What needs to be done:
Look below for lines that hold the string "claw" and copy each one.

Extracted entries:
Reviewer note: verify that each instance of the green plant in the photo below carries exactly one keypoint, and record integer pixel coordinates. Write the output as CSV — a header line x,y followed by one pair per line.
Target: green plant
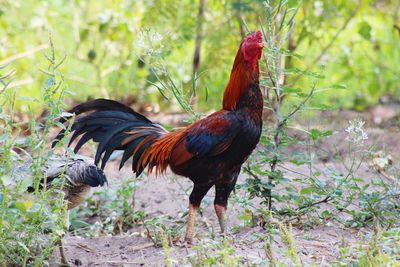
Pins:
x,y
25,238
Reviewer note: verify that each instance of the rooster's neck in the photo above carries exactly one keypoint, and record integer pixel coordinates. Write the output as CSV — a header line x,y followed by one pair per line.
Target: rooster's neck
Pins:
x,y
243,75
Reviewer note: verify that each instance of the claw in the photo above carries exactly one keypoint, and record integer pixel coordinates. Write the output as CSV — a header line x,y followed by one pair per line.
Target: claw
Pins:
x,y
220,210
190,224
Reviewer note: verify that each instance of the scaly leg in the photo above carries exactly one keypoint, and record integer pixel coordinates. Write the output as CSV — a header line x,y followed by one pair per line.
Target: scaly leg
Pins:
x,y
222,192
220,210
198,193
190,223
64,260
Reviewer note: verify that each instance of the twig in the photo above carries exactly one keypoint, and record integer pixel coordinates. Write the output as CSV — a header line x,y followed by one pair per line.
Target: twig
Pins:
x,y
23,54
328,46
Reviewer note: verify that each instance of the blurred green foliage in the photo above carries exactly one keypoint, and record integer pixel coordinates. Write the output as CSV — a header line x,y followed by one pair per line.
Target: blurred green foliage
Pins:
x,y
114,48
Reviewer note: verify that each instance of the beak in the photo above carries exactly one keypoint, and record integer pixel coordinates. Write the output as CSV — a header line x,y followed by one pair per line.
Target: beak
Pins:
x,y
262,45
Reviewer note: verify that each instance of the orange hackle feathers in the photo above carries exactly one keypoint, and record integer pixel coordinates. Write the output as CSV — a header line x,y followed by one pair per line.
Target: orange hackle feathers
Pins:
x,y
159,154
244,71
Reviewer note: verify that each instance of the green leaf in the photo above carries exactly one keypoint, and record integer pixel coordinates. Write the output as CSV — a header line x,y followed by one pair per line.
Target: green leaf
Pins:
x,y
290,90
48,83
365,30
316,134
307,190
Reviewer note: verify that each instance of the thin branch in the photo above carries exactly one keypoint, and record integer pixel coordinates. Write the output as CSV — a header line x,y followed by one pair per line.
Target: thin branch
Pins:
x,y
23,54
329,45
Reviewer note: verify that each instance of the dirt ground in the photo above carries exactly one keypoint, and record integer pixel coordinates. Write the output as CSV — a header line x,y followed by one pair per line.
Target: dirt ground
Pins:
x,y
165,196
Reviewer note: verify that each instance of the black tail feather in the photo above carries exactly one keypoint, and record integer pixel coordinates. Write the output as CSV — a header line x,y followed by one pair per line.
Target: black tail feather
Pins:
x,y
94,176
111,124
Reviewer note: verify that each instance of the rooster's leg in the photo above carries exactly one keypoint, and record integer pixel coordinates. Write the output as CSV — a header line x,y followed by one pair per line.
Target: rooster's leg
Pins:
x,y
198,193
222,192
64,260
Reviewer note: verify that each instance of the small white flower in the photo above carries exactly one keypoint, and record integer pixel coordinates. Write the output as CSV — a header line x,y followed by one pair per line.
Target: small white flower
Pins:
x,y
356,131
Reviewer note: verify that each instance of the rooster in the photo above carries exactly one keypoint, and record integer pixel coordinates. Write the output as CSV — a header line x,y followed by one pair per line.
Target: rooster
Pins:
x,y
209,152
79,176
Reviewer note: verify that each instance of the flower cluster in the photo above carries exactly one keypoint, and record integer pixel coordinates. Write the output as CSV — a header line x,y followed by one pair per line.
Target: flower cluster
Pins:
x,y
356,131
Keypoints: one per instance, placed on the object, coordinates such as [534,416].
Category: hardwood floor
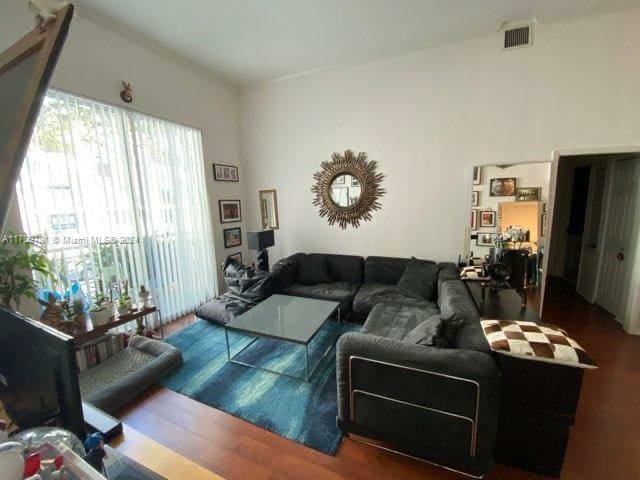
[604,444]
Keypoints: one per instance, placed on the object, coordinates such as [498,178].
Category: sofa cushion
[371,294]
[419,280]
[455,299]
[393,320]
[313,269]
[426,332]
[342,292]
[346,268]
[385,270]
[223,309]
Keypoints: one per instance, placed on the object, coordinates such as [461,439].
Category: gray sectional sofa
[440,403]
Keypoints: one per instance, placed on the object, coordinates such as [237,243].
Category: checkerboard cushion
[533,341]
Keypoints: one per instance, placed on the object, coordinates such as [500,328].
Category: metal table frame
[256,336]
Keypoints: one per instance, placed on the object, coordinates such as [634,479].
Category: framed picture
[225,173]
[236,256]
[502,187]
[528,194]
[487,218]
[486,239]
[477,175]
[232,237]
[229,211]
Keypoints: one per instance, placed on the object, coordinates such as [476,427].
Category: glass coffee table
[281,317]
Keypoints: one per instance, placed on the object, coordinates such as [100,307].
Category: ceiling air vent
[518,37]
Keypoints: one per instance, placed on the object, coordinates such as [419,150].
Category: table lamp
[260,241]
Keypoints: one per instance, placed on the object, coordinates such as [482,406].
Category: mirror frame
[370,184]
[275,209]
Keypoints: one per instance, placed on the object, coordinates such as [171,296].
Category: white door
[620,232]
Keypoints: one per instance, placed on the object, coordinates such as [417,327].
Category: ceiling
[248,42]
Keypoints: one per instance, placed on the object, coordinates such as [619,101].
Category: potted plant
[19,258]
[124,301]
[101,310]
[79,317]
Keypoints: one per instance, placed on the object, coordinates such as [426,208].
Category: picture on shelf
[528,194]
[232,237]
[236,256]
[225,173]
[477,175]
[486,239]
[502,187]
[230,211]
[487,218]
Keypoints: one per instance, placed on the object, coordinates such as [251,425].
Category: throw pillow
[313,269]
[426,332]
[533,341]
[419,280]
[450,326]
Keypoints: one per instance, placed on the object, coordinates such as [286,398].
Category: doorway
[596,219]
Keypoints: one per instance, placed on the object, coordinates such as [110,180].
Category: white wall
[95,61]
[428,117]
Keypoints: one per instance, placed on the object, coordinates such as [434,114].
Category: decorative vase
[11,461]
[100,317]
[144,297]
[124,309]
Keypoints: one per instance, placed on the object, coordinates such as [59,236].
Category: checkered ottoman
[541,342]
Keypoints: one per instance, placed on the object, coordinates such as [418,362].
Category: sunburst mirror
[347,189]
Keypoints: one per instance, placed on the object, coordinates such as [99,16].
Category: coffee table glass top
[295,319]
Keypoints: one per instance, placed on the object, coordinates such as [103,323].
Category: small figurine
[11,461]
[127,93]
[53,314]
[94,446]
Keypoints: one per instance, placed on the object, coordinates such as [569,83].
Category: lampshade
[260,240]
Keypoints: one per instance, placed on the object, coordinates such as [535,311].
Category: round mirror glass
[345,190]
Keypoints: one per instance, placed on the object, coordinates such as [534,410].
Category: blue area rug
[300,411]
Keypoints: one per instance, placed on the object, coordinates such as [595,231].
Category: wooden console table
[91,332]
[500,304]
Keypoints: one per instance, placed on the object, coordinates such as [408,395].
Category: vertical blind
[121,196]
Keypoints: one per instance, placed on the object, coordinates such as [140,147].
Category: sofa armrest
[458,386]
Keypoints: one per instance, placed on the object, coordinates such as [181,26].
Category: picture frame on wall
[528,194]
[473,219]
[477,175]
[232,237]
[486,239]
[236,256]
[225,173]
[502,187]
[230,211]
[487,218]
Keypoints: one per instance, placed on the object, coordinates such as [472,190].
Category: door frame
[631,311]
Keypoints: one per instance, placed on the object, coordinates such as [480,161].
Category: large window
[121,196]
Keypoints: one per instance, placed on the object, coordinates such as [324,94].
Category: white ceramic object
[11,461]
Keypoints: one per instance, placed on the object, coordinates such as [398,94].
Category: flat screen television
[38,374]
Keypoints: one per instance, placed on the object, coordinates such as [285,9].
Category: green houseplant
[20,256]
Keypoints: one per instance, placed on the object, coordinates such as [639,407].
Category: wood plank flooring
[604,444]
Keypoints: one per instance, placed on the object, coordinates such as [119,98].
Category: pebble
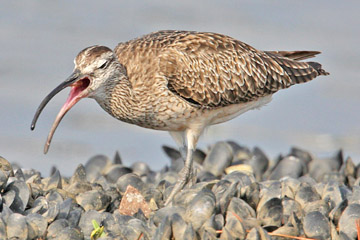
[239,194]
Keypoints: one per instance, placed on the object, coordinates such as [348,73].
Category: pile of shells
[239,194]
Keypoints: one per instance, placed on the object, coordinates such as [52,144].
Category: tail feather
[298,71]
[295,55]
[318,68]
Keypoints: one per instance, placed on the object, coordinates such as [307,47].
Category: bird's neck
[118,99]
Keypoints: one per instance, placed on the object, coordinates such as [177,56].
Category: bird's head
[94,67]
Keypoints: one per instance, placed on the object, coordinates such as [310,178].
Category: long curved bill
[71,101]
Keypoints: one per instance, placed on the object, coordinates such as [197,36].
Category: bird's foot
[187,177]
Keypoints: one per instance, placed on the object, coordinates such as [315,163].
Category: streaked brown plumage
[182,82]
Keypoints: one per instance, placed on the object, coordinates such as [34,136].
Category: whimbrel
[181,82]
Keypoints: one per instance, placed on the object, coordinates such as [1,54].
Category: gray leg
[186,174]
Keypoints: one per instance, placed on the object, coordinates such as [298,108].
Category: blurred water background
[39,39]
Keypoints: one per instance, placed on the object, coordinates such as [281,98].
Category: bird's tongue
[70,102]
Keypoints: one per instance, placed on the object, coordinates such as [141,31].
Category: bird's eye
[103,65]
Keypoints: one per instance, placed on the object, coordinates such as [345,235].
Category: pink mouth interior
[76,89]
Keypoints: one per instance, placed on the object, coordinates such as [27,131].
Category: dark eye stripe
[104,65]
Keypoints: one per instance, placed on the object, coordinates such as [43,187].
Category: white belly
[223,114]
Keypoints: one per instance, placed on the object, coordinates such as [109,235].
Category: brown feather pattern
[212,70]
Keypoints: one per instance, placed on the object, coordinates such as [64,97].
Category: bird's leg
[186,174]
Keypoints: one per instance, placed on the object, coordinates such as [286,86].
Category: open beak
[79,84]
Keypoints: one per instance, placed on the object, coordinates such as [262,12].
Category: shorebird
[181,82]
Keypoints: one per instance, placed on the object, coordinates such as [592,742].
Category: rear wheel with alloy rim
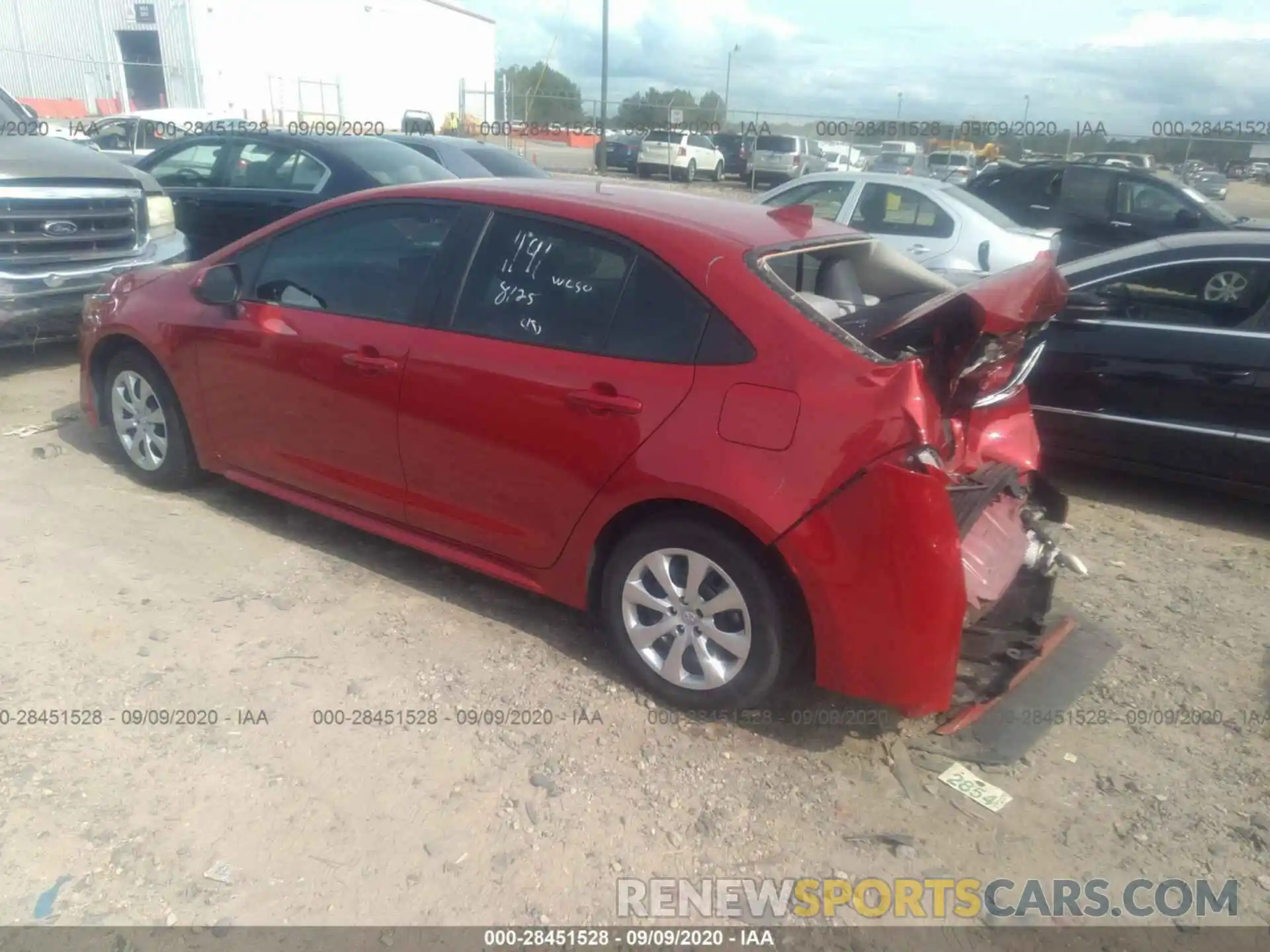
[148,423]
[695,612]
[1226,287]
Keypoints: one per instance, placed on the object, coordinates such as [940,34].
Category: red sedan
[733,433]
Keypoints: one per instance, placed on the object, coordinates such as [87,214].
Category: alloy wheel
[139,420]
[686,619]
[1226,287]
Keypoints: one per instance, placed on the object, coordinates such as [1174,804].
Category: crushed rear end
[930,573]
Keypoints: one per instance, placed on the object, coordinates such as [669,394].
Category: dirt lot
[116,598]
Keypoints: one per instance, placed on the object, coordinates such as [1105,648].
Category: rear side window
[659,317]
[545,284]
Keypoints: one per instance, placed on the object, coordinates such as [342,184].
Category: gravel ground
[114,597]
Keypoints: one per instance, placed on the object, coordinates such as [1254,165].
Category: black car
[229,184]
[736,150]
[1103,207]
[470,158]
[621,151]
[1161,361]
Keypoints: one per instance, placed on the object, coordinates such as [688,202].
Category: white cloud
[1162,28]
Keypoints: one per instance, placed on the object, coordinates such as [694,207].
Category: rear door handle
[370,364]
[596,401]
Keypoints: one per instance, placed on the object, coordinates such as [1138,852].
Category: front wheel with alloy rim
[697,614]
[148,423]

Reply to the task:
Reviewer note: verify that each instance of the claw in the photo above carries exactly one keypoint, and record integer pixel coordinates. Write the output as CSV — a header line x,y followed by one pair per line.
Target: claw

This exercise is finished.